- [Directions for this task]: Retype the listing below verbatim, line for line, and omit the pictures from your copy.

☆ ☆ ☆ ☆ ☆

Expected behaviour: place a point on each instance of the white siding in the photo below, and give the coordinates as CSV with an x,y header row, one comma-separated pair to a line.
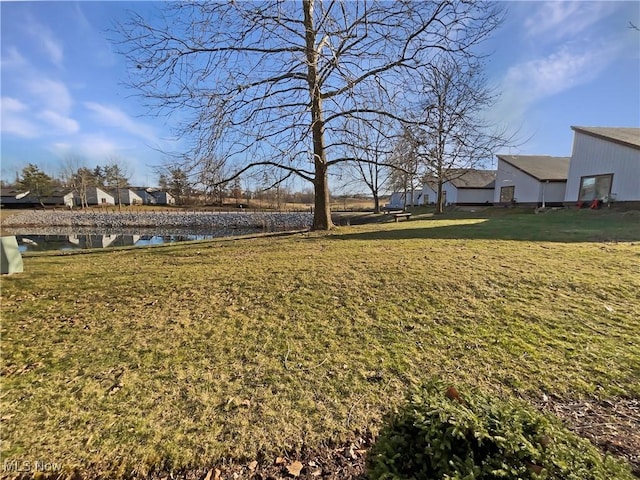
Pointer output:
x,y
527,188
475,195
95,196
595,156
430,196
554,192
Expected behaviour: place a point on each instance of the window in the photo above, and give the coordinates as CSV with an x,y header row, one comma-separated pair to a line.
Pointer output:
x,y
595,187
506,194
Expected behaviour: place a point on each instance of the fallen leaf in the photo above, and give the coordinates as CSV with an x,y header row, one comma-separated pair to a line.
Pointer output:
x,y
295,468
534,468
452,394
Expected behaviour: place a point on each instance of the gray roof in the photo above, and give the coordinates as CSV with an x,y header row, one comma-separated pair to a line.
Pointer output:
x,y
540,167
472,178
622,135
467,178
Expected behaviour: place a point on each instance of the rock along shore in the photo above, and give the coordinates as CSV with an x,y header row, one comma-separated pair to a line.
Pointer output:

☆ ☆ ☆ ☆ ☆

- [Correct output]:
Expected behaviour: place a point on each instance of the white siding in the photo below, and give the coordinates as CSV with an x,y header row, one comma-separated pair to a line.
Pointer output:
x,y
527,188
475,195
95,196
595,156
430,196
554,192
Expected behaviour: place a point on each instance of the window in the photo above, and give the coordinates as CSV with an x,y header row, one comma-separated pair to a line.
Pointer output:
x,y
595,187
506,194
Expected behaviour: place a point on each instance of the fallen leaf in the photo above, and give the coordinates as CSV with an x,y header row, one comma-separated pair to a line.
Pointer output:
x,y
295,468
534,468
452,394
Expected behaviour: place a point on each instance of the gray roof in the photo above, and give the coordinates as CSV with an x,y header row, one comma-separated pair to a line.
Pointer output:
x,y
540,167
472,178
622,135
467,178
Expected behaviour: place a point on each instance of the rock along shore in the photo above, and give the coordinates as CSV with an x,y header row, one comma-separated pair to a line.
Pointer output:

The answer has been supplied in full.